> [Source passage]:
◇ ◇ ◇ ◇ ◇

While I still think that overall the film’s story isn’t the strongest, most of it seems to be small scenes with little connective tissue, I can see that Tarantino is using Rick and Cliff to examine this era of Hollywood and of L.A., through Rick we see the last embers of a movie career being reignited by the rise of villainous roles and through Cliff we see the final days of the hippy movement as the world unknowingly prepares for the rise of real life villains in the form of The Manson Family.

Now despite that, the Manson Family don’t factor too heavily into the film, in fact Charles Manson only has one scene in the whole film, but their inclusion is important because the death of Sharon Tate is seen as the death of the Free Love era, changing the social climate and indeed changing Hollywood. Tarantino centring the film around not only this time period, but this particular moment of this time period allows him to showcase the final moments of an era and reminisce on what use to be. Looking back my only complaint is that there’s a time jump about 2 hours in and it feels like an iffy move, missing out on great chunks of time but the pay-off for the finale with Tarantino’s tried and true blend of history and ultra-violence is worth it.

The film’s cast is immense but the majority of people have only one or two scenes, stand outs among them are Mike Moh as Bruce Lee, giving an oddly asshole performance that feels out of place for Bruce’s character. Margaret Qualley’s role as Pussycat starts off as flirtatious and adventurous but once you start piecing together her connections to the Manson Family she loses a lot of her appeal. And child star Julia Butters as Rick’s co-star on Lancer shows up as easily the most mature person in the entire film and gives Rick some strong advice for his acting.

I’ve seen some reviewers complain about Margot Robbie’s role as Sharon Tate but seeing the film as a whole I understand her a little better. Aside from the historical significance, Sharon is this bright ray of happiness, she’s friendly, charming, excitable, just a genuinely good person who the film sadly reminds us is most famous for being murdered instead of her job as an actress. It’s a simple role but Tarantino uses this film to give Sharon Tate the remembrance she deserves and Robbie’s sunny disposition does her justice.

◇ ◇ ◇ ◇ ◇

> [Aim A]: List every cast member the film review names as playing a role in the film.
> [Aim B]: According to the film review, how many scenes does Charles Manson have in the whole film?
> [Aim C]: Continue the film review from its final sentence.

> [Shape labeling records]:
◇ ◇ ◇ ◇ ◇

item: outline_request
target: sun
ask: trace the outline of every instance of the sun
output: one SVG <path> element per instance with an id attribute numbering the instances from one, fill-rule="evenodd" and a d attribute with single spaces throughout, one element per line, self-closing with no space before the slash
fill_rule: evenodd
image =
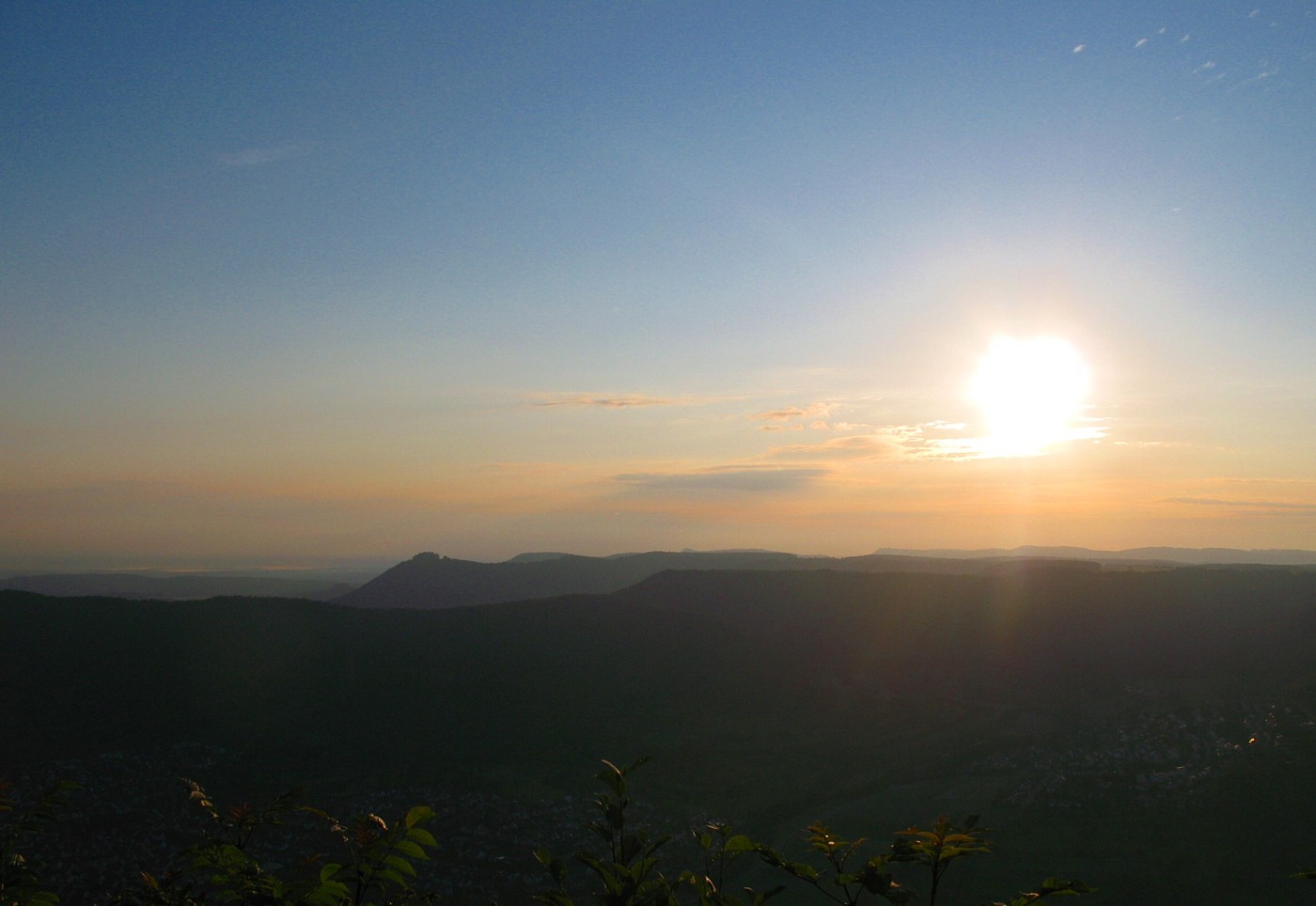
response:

◇ ◇ ◇ ◇ ◇

> [Written answer A]: Mike Moh, Margaret Qualley, Julia Butters, Margot Robbie

> [Written answer B]: Only one scene.

> [Written answer C]:
At the film’s heart though is the relationship between two men and their relationship with the world around them, Leonardo DiCaprio as Rick Dalton plays almost the exact opposite to his turn in Django Unchained, playing Rick as a guy who’s constantly questioning himself, too afraid to save his career but too stubborn to follow his agent’s advice and do some Spaghetti Westerns to make some bank. What’s clear is that Rick is his own worst enemy, between his tendency to over-drink and his possibly undiagnosed bipolar disorder there is an actor who wants to do good and can do good as evidence by his supporting role on Lancer but he’s too at war with himself to recognise that. DiCaprio manages to toe a thin line between humorous and sympathetic, never making Rick too much of a sad-sack that he’s seen as pathetic but not overdoing his freakouts so that he’s a joke, there are moments where Rick is allowed to relax and be comfortable, usually when he’s with Cliff, and it humanises him, even without being an actor the drive to better yourself is something you can recognise and DiCaprio sells it well.

MVP of the film has to go to Brad Pitt as Cliff Booth though, I’ve said before that Pitt is at his best when playing characters on the knife’s edge of sanity, but Cliff proves that Brad Pitt can do great things just by being Brad Pitt. Booth is laid-back, relaxed, simple man with a simple life and he’s more than happy to live it, he takes Hollywood in its stride, he makes no deal of the rumours he killed his wife, he doesn’t fight the fact that nobody will hire him because he pissed off the wrong people, he doesn’t even bat an eye-lid at the hippie commune at Spahn ranch because so long as his old friend George is fine it’s not his problem. But none of that is to say he’s a pushover, far from it, where Rick is a nervous wreck because he doesn’t know how good he is, Cliff takes it easy BECAUSE he knows how good he is and when it comes to knocking folks on their ass he’s really fucking good. Pitt has that quiet storm about him, you think nothing of Cliff until he’s pummelling some poor bastard into the ground, and it’s kinda awesome to watch, this is a role that could only really be played by Pitt, effortlessly cool but immensely bad-ass and always a joy to watch onscreen.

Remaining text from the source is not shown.